Reproduce every line from the start of the rows down to the line containing "[81,91,208,96]", both included, keeping the requests unchanged and multiplying each bounding box coordinate in the answers by 1.9, rounded to a whole number with halves rounded up. Return only those lines, and leave the pictures out.

=== Data for processing ===

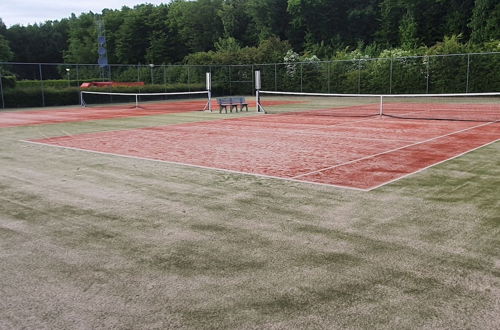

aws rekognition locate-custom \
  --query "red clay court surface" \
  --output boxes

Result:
[0,100,292,128]
[27,103,500,190]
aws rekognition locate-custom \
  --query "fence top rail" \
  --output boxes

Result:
[0,52,500,68]
[259,91,500,98]
[81,91,208,96]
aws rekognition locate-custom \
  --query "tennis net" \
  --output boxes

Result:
[80,91,209,111]
[258,91,500,122]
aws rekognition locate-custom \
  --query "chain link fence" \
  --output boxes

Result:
[0,52,500,108]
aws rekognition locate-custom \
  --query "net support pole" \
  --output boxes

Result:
[255,70,264,112]
[0,72,5,109]
[379,95,384,117]
[205,72,212,112]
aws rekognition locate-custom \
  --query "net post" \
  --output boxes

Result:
[255,70,264,112]
[379,95,384,117]
[205,72,212,112]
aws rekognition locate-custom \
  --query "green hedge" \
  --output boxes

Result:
[0,84,205,108]
[1,76,16,89]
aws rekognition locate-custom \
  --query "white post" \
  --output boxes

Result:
[379,95,384,117]
[205,72,212,112]
[255,70,262,112]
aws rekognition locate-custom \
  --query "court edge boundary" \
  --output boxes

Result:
[292,122,496,179]
[20,127,500,192]
[368,139,500,191]
[19,140,372,192]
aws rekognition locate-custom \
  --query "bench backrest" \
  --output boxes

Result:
[217,97,246,104]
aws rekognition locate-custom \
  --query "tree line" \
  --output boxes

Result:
[0,0,500,64]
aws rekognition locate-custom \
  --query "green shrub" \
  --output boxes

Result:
[1,76,16,88]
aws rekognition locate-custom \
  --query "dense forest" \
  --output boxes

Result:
[0,0,500,64]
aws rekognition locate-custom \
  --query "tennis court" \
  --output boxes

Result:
[27,96,500,190]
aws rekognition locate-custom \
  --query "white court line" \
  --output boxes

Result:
[20,140,369,191]
[292,122,495,179]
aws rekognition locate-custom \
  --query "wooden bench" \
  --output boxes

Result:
[217,96,248,113]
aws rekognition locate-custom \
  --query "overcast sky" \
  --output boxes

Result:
[0,0,169,27]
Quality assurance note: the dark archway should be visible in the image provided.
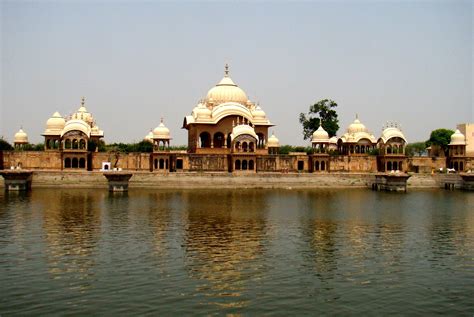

===

Correct result:
aws rekognition locate-custom \
  --query "red clay court surface" \
  --output boxes

Result:
[0,190,555,243]
[51,196,950,361]
aws rekognition locate-custom \
  --query "fence top rail" \
  --output boxes

Result:
[0,99,950,129]
[492,173,950,186]
[154,173,395,182]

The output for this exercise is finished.